INSTRUCTION 1 = Set down the following rows word for word, starting at the line that contains "Accept that the battlement" and ending with the last line of the rows.

TEXT SEGMENT =
○ ○ ○
The Depiction of Torture in Jean Améry's Essay "Die Tortur"


Scientific Essay, 2014

14 Pages, Grade: 1


Excerpt

Table of Content

1. Introduction

2. Bibliographical Notes

3. The Depiction of Torture in Améry's Essay 'Die Tortur'
3.1 Expressing the Inexpressible
3.2 The Destruction of the Trust in the World
3.2.1 The First Blow
3.2.2 Corporeality and Torture
3.3 Annihilation of the Self
3.4 Lifelong Torture

4. Textual Analysis of Améry's 'Die Tortur'

5. Conclusion

6. References

1. Introduction

The following scientific paper is written within the framework of the Vienna Human Rights Master Program in the Winter semester 2014. The paper is structured in two major parts: In the first part I will analyse the depiction of torture in Jean Améry's Essay Die Tortur from a hermeneutic and meta-linguistically point of view. Consequently I will outline distinct elements , which define the notion of torture in Améry's Oeuvre and critically discuss them. In the second part of my paper I will analyse textual characteristics of Améry's Essay by looking at the narrative structure, the semantic specifics and grammatical peculiarities.
○ ○ ○
DATA EXTRACT =
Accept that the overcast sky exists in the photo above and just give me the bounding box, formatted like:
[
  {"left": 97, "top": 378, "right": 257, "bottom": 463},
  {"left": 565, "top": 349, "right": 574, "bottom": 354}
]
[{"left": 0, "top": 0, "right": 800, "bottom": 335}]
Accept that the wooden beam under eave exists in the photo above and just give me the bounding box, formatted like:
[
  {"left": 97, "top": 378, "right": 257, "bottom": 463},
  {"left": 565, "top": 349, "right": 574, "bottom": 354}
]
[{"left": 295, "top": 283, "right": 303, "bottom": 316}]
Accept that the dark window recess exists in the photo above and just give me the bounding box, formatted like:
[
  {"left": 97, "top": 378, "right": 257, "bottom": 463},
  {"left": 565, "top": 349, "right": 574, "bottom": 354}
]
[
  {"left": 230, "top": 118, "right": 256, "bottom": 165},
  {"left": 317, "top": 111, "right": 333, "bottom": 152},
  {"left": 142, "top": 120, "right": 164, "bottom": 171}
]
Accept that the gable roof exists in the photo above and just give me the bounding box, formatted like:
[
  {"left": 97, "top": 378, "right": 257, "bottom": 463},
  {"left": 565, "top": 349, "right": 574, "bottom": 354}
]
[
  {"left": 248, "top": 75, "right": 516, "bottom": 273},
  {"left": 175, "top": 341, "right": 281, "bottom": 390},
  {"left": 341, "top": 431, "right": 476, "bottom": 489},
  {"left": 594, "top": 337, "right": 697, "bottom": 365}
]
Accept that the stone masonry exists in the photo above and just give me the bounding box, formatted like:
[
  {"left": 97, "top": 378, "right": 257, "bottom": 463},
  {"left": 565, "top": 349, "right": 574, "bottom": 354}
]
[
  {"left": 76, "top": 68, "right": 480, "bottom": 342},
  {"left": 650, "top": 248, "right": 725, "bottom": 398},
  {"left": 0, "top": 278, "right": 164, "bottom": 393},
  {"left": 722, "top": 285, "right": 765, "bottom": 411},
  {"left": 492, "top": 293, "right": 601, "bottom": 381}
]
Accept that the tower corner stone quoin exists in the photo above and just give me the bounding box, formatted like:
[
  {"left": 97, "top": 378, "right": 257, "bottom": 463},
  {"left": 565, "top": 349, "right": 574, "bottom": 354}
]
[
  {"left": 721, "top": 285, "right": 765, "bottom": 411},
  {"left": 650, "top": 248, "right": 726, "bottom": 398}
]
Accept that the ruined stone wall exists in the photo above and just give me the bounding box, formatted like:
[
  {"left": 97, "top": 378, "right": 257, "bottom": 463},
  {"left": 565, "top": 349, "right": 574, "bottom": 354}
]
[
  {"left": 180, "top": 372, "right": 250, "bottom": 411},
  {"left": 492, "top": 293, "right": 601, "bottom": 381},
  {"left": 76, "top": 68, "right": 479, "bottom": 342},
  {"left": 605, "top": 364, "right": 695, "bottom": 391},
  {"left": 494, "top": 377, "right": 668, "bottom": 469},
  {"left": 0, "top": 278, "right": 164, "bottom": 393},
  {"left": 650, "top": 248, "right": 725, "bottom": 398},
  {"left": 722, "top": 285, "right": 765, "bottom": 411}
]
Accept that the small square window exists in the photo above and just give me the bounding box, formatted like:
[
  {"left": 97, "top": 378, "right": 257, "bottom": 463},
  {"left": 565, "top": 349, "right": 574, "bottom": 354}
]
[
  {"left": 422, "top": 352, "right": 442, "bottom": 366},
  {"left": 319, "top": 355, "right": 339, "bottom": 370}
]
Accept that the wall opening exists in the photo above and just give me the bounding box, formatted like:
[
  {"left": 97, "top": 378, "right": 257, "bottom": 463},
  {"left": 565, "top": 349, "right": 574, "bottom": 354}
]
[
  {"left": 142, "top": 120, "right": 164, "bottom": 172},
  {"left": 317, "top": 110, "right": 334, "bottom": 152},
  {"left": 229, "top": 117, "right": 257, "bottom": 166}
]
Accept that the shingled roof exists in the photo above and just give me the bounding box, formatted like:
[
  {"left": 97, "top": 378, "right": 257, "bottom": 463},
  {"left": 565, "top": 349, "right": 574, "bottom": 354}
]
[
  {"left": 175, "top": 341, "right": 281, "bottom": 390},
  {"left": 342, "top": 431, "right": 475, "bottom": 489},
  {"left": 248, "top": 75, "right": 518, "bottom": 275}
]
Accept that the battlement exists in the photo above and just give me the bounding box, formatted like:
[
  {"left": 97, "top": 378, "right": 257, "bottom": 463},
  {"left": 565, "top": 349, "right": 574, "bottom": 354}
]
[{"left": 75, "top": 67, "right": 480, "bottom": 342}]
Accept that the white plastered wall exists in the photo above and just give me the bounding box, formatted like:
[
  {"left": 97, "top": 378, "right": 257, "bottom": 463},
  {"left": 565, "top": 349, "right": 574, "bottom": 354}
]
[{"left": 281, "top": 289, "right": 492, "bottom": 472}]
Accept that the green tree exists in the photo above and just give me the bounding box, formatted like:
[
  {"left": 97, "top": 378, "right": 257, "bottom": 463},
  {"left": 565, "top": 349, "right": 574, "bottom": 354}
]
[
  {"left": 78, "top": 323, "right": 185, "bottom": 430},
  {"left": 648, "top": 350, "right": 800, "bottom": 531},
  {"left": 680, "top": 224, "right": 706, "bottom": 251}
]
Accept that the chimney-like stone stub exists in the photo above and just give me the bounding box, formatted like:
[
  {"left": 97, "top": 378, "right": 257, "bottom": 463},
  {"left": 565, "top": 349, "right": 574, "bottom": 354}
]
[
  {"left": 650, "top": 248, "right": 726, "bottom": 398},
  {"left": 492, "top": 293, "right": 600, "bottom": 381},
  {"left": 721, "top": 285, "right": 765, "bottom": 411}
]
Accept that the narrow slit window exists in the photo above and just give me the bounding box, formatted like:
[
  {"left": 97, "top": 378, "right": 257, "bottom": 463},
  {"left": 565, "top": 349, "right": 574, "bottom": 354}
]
○ ○ ○
INSTRUCTION 2 = From the excerpt about torture in Jean Améry's essay, extract the passage starting at "5. Conclusion" and ending at "and grammatical peculiarities.", copying it word for word.

WRITTEN REPLY 1 =
Accept that the battlement exists in the photo above and just give me the bounding box, formatted like:
[
  {"left": 97, "top": 378, "right": 257, "bottom": 463},
  {"left": 565, "top": 349, "right": 574, "bottom": 354}
]
[{"left": 75, "top": 67, "right": 480, "bottom": 342}]
Accept that the white plastered wall exists in the photo above and just give me the bounding box, formatted like:
[
  {"left": 97, "top": 378, "right": 257, "bottom": 463},
  {"left": 565, "top": 349, "right": 574, "bottom": 354}
]
[{"left": 281, "top": 289, "right": 492, "bottom": 472}]
Accept that the green tree exists in the photo above and just give me the bounding box, formatted like:
[
  {"left": 97, "top": 378, "right": 257, "bottom": 463},
  {"left": 565, "top": 349, "right": 574, "bottom": 354}
]
[
  {"left": 78, "top": 323, "right": 185, "bottom": 430},
  {"left": 648, "top": 350, "right": 800, "bottom": 531},
  {"left": 680, "top": 224, "right": 706, "bottom": 251}
]
Accept that the chimney-like stone stub exists in the photo above and just give me the bounding box, formatted like:
[
  {"left": 97, "top": 378, "right": 257, "bottom": 463},
  {"left": 565, "top": 349, "right": 574, "bottom": 354}
]
[
  {"left": 650, "top": 248, "right": 726, "bottom": 398},
  {"left": 492, "top": 293, "right": 600, "bottom": 381},
  {"left": 721, "top": 285, "right": 765, "bottom": 411}
]
Accept that the narrow slit window exists in the photo above and just give me the bounding box, formatted like:
[
  {"left": 97, "top": 378, "right": 257, "bottom": 463},
  {"left": 565, "top": 349, "right": 574, "bottom": 354}
]

WRITTEN REPLY 2 =
5. Conclusion

6. References

1. Introduction

The following scientific paper is written within the framework of the Vienna Human Rights Master Program in the Winter semester 2014. The paper is structured in two major parts: In the first part I will analyse the depiction of torture in Jean Améry's Essay Die Tortur from a hermeneutic and meta-linguistically point of view. Consequently I will outline distinct elements , which define the notion of torture in Améry's Oeuvre and critically discuss them. In the second part of my paper I will analyse textual characteristics of Améry's Essay by looking at the narrative structure, the semantic specifics and grammatical peculiarities.